* _BRIEF_:
Can you express the lines from the one containing "[segment] **car tire**" through the one containing "130], [232, 144]]" as a numbered list, leaving out any blank lines?

Region annotation listing
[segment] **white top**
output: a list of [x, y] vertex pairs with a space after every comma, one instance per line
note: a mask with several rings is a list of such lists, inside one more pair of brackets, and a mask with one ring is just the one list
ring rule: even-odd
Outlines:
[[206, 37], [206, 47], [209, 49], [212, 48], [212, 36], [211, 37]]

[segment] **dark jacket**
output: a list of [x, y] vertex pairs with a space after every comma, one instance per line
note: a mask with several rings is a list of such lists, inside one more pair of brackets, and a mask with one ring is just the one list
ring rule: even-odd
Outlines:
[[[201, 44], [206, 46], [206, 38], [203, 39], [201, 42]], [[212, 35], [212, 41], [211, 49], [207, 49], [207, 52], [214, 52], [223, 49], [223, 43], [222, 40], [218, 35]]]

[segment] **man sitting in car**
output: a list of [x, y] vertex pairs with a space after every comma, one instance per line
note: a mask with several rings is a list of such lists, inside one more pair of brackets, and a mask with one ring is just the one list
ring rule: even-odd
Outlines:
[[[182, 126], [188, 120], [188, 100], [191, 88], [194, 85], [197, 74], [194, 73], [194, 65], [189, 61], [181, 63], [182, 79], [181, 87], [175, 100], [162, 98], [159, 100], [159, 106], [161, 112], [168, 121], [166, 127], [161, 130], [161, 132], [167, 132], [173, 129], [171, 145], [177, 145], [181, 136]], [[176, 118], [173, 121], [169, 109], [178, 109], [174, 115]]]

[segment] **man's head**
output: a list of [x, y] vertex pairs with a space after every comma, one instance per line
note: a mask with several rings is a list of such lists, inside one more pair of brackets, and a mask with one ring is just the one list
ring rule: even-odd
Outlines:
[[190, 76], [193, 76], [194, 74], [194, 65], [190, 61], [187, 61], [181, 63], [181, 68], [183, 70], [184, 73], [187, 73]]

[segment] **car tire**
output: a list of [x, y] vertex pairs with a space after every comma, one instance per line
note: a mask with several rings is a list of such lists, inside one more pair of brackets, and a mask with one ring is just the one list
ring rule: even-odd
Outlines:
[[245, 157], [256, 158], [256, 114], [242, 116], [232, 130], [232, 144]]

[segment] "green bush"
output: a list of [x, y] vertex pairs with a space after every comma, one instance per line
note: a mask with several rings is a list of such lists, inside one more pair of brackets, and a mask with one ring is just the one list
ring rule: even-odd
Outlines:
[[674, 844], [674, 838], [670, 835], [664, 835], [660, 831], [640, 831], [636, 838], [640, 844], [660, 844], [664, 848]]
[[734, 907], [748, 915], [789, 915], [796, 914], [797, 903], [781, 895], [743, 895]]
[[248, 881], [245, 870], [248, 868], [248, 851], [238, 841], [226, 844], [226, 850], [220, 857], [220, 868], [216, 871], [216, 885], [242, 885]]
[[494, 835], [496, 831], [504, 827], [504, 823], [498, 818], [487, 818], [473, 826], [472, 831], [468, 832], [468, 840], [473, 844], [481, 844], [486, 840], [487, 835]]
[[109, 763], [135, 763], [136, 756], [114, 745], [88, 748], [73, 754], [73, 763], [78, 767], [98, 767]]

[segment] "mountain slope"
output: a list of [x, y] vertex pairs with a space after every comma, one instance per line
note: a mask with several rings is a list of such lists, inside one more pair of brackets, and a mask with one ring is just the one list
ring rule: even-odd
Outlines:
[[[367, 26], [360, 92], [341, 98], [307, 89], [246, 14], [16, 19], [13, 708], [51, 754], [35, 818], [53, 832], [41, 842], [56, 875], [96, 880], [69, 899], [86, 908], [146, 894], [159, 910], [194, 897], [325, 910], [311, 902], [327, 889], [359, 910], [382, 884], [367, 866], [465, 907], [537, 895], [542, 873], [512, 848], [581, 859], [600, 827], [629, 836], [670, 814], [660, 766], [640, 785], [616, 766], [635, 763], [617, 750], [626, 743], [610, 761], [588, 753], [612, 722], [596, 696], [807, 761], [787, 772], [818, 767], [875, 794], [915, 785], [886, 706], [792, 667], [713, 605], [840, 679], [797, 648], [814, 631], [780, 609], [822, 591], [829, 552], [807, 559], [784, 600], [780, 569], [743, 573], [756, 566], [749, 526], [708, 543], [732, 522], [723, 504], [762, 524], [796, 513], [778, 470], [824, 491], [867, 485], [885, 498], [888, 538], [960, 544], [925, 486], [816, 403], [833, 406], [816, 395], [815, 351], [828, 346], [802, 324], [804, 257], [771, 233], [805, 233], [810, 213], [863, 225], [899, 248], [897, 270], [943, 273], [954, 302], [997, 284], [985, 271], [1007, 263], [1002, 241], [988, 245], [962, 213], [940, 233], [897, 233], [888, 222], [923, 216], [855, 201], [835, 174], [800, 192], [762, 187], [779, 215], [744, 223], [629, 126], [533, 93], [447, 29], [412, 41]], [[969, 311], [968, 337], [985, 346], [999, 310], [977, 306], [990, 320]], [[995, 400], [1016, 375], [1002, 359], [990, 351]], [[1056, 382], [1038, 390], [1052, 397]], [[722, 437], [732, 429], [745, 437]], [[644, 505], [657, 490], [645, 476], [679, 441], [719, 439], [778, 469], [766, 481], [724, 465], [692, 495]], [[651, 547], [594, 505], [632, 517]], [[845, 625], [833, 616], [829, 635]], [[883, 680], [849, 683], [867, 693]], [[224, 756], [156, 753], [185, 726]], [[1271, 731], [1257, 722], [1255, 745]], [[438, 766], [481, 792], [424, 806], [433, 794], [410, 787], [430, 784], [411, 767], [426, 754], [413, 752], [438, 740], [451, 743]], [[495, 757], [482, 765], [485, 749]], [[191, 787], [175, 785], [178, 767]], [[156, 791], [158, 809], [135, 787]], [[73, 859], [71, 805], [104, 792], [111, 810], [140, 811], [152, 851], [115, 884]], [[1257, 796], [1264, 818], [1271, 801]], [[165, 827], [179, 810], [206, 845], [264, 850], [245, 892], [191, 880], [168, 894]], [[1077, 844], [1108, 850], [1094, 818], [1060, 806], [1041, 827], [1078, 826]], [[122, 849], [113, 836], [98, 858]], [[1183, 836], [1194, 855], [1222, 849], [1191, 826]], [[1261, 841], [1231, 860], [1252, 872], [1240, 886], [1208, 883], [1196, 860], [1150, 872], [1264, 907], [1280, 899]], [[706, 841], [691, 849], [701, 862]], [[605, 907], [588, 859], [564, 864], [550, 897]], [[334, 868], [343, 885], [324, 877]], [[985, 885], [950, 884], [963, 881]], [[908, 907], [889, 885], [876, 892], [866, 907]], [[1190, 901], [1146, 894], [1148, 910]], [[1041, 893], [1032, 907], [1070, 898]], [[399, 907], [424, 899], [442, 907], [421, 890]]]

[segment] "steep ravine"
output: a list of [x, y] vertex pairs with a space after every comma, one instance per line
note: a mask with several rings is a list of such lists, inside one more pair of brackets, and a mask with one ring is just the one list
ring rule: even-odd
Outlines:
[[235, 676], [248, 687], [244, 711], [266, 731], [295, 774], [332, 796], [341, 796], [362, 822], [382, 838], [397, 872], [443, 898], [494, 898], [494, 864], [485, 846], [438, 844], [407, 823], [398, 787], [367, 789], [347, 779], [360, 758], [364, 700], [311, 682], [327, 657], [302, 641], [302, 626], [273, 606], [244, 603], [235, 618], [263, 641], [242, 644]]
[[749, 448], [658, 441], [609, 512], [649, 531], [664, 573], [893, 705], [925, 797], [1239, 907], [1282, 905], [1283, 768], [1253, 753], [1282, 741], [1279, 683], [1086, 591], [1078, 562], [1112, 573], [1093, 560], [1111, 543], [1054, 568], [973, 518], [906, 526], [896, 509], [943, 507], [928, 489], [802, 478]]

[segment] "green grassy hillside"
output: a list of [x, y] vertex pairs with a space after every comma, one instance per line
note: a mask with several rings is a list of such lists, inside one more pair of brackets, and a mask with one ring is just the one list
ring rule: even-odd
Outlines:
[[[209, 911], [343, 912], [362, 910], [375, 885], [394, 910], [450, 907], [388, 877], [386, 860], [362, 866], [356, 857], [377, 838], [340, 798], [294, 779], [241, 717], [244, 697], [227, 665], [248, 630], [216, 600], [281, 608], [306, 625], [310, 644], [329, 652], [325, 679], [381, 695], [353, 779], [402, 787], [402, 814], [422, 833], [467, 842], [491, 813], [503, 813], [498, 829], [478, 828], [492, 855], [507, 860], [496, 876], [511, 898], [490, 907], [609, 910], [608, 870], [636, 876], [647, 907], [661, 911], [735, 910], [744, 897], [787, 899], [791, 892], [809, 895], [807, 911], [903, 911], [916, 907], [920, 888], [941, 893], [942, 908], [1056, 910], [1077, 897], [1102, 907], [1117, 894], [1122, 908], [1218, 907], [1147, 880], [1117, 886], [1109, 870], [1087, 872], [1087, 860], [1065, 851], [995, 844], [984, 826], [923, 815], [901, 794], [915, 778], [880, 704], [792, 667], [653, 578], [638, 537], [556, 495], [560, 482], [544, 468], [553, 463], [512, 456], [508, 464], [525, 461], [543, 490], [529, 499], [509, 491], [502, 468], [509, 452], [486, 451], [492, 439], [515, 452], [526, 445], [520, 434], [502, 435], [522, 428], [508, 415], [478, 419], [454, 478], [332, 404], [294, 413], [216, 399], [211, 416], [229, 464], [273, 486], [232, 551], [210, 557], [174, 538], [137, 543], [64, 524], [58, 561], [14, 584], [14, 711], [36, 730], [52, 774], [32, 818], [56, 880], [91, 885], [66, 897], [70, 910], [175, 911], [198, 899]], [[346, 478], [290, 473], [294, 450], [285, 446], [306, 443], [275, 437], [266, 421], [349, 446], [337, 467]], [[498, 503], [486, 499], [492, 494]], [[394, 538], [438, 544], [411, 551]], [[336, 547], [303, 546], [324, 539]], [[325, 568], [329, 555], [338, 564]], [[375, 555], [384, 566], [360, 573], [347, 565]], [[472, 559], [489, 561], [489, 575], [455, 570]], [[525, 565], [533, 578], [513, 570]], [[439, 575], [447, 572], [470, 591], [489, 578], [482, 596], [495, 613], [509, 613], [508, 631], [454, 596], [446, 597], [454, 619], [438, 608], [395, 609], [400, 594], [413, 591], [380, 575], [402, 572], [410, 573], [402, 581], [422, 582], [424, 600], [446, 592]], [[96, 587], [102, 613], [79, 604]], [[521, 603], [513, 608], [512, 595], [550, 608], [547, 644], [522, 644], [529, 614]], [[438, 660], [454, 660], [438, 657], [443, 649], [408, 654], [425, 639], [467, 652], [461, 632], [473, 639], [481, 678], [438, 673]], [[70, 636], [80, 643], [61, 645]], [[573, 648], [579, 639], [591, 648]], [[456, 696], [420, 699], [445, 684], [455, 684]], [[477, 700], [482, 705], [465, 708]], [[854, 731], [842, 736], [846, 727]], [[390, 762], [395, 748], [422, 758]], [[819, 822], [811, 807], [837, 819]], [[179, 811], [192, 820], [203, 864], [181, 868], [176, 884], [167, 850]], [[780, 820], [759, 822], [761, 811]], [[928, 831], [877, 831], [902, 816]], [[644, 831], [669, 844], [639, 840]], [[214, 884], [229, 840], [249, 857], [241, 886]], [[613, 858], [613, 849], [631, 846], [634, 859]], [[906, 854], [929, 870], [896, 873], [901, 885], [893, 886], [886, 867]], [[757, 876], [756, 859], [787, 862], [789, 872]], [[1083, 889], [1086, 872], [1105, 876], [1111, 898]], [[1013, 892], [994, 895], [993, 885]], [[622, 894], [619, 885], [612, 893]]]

* _THE REPLY_:
1. [segment] **car tire**
2. output: a list of [x, y] vertex pairs with a space after every comma, one instance per line
3. note: a mask with several rings is a list of such lists, inside one more pair of brackets, and a mask with one ring is just the one list
4. ring rule: even-odd
5. Outlines:
6. [[245, 157], [256, 158], [256, 114], [242, 116], [232, 130], [232, 144]]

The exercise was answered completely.